Saved data entries
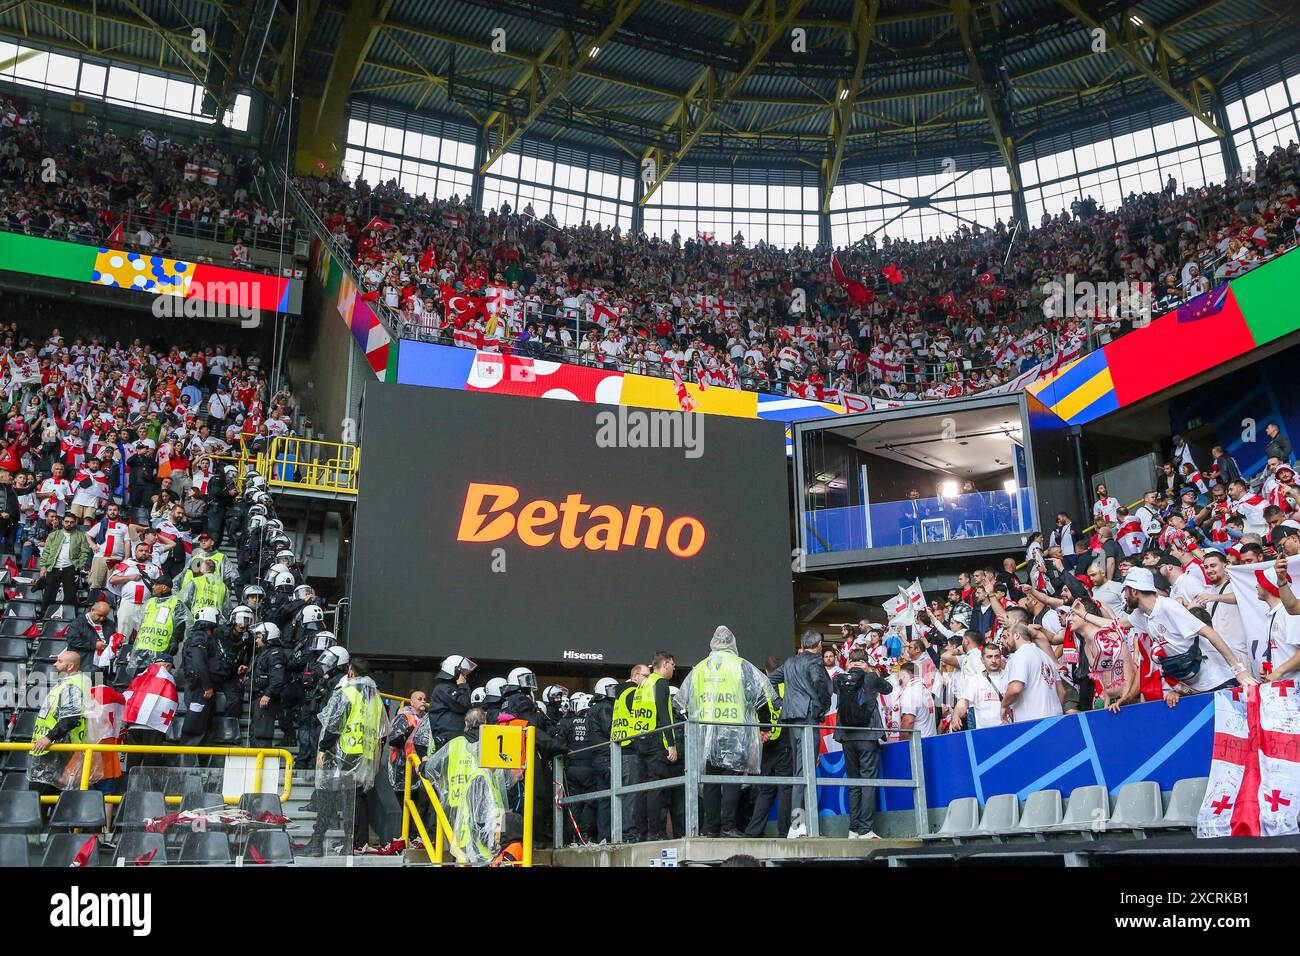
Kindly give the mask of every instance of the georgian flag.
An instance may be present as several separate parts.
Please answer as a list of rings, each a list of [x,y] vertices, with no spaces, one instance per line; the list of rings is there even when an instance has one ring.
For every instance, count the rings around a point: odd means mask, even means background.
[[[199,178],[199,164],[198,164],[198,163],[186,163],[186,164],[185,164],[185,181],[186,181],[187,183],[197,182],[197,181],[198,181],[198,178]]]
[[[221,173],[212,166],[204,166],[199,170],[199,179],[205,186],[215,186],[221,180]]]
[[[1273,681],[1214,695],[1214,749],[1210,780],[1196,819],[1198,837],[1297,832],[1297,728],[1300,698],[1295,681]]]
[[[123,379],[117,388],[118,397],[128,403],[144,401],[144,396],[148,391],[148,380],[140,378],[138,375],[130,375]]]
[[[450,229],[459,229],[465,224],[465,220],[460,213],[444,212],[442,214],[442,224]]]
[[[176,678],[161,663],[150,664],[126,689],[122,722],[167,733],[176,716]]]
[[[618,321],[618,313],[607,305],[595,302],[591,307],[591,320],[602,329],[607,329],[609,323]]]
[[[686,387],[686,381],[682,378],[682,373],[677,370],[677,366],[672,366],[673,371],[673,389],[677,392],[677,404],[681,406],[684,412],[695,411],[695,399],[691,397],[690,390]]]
* * *
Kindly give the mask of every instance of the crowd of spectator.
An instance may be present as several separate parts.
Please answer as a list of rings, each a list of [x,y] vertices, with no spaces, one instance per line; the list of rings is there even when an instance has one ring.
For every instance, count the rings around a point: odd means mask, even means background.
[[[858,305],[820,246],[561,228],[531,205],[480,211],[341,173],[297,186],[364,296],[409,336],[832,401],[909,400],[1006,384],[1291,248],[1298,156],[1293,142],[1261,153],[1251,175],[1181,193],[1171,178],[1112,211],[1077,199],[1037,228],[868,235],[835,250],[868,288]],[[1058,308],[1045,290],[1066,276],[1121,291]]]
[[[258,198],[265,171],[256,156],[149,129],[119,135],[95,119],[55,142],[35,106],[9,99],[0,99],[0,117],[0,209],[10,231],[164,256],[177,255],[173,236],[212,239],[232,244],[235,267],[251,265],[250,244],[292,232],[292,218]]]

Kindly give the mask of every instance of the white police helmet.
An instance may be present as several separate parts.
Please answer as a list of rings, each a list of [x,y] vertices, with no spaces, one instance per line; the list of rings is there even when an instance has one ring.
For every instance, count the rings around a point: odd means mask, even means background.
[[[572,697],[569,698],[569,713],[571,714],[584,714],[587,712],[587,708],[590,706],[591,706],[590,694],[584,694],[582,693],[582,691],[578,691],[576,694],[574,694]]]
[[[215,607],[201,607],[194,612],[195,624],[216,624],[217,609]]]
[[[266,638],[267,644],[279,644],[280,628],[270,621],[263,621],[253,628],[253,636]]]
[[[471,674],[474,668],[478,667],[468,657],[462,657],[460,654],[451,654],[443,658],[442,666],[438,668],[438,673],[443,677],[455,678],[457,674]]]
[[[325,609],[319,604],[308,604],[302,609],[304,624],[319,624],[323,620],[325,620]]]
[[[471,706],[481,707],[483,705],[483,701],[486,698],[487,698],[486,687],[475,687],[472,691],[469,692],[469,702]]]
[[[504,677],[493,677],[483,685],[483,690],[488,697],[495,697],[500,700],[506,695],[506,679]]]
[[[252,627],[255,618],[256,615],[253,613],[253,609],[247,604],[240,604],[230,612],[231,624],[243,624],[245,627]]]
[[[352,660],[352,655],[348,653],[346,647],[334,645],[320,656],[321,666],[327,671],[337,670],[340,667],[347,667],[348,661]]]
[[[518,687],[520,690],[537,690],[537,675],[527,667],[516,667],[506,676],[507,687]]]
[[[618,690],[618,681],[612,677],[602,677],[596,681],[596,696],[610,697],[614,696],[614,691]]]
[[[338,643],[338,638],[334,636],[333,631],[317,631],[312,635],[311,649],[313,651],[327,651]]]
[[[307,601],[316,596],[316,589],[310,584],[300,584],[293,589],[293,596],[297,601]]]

* [Exercise instructions] All lines with the string "give" must be copied from the data.

* [Reply to the task]
Kindly give the mask of every instance of the georgian flag.
Kindly give the mask of every instance of the crowd of spectator.
Kindly give the mask of every instance of the white police helmet.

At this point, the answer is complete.